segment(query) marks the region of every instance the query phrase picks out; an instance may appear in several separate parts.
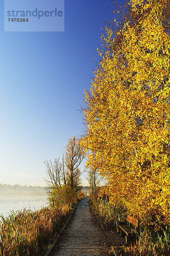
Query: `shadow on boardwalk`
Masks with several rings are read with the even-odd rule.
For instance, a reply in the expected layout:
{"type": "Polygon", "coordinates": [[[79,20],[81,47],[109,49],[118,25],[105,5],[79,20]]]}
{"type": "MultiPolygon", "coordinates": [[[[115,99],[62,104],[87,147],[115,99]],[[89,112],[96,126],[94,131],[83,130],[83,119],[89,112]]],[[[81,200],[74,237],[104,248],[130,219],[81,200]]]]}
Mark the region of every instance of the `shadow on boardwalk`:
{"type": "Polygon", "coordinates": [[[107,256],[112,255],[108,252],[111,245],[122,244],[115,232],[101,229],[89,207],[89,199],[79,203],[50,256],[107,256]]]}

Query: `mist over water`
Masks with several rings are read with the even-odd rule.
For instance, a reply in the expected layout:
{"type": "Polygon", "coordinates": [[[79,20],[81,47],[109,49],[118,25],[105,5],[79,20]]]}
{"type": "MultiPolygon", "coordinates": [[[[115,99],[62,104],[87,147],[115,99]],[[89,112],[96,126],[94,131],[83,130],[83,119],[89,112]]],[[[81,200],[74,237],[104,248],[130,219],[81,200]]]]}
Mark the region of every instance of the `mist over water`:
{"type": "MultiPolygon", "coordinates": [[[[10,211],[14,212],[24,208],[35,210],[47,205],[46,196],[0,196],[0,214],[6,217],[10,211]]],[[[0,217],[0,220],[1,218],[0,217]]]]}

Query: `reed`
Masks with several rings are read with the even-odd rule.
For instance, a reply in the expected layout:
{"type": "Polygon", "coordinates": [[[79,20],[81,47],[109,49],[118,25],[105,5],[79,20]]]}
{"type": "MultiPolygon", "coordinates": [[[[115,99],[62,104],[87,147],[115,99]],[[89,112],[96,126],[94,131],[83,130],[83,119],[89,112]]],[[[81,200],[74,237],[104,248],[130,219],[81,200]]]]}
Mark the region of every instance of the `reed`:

==

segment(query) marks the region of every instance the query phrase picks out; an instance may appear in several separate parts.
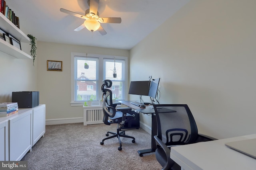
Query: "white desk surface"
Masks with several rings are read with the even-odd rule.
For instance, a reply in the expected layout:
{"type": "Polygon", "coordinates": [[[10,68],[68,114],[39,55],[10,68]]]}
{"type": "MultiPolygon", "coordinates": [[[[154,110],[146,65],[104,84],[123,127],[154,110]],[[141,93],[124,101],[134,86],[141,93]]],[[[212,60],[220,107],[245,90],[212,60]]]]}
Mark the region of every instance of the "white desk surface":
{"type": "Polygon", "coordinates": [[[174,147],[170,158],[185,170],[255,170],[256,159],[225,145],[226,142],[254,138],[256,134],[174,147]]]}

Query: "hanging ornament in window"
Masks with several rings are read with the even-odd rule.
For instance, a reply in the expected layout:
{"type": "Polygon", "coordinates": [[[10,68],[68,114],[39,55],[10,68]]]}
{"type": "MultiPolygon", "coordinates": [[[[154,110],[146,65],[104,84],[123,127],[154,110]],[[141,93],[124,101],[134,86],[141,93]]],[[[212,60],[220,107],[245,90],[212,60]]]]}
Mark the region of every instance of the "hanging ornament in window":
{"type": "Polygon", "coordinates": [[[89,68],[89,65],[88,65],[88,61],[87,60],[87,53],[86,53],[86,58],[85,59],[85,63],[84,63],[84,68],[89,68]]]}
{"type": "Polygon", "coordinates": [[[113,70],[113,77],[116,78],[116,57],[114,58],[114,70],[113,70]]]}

*WORK INSTRUCTIONS*
Collect every line above that contains the word "ornament" and copy each one out in full.

*EXPECTED OUTPUT*
Query: "hanging ornament in window"
Mark the region of every instance of the "hanging ornament in window":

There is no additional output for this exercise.